WHAT YOU HAVE TO DO: Where "toilet" occurs in a line of the entries below, copy that line.

Records contained in a dataset
____________________

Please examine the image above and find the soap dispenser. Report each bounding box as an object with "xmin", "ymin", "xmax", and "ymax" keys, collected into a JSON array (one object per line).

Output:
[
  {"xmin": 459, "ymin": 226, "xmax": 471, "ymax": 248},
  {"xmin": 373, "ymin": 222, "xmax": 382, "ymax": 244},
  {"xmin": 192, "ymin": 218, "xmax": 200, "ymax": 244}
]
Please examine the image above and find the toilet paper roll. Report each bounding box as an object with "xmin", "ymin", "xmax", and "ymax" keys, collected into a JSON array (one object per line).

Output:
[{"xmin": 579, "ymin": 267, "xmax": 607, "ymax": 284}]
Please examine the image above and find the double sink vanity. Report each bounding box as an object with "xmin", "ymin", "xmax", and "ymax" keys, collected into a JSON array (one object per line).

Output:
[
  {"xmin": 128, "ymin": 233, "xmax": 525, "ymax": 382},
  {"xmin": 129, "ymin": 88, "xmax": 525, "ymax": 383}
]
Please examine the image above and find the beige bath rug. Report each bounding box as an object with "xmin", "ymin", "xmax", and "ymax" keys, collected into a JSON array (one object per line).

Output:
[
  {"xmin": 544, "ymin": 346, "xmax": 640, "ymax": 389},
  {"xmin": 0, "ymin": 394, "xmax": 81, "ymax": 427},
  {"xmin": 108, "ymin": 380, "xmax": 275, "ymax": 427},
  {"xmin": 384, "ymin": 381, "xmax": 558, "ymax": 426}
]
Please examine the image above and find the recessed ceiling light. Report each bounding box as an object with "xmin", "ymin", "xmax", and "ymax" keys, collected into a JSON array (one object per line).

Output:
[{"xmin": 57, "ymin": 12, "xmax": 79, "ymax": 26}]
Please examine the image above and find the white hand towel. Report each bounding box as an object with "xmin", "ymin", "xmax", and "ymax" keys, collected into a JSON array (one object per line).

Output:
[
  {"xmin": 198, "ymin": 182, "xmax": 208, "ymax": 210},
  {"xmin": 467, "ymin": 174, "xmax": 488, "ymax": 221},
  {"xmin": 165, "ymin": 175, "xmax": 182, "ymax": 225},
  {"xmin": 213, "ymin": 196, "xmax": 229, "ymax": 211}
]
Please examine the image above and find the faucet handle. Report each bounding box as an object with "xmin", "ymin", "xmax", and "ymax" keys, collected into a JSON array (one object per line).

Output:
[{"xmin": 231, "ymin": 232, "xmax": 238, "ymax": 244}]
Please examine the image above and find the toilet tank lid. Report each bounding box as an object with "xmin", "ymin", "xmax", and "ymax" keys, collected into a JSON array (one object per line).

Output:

____________________

OUTPUT OF THE EXERCISE:
Please examine the image above and find the toilet paper roll. Report each bounding box as an object with "xmin", "ymin", "xmax", and "ymax" keys, collected into a JSON array (one object per line).
Please examine the image above and find the toilet tank lid. Report each bounding box as an object with "xmin", "ymin", "xmax", and "ymax" keys, collected into a JSON array (one object per line).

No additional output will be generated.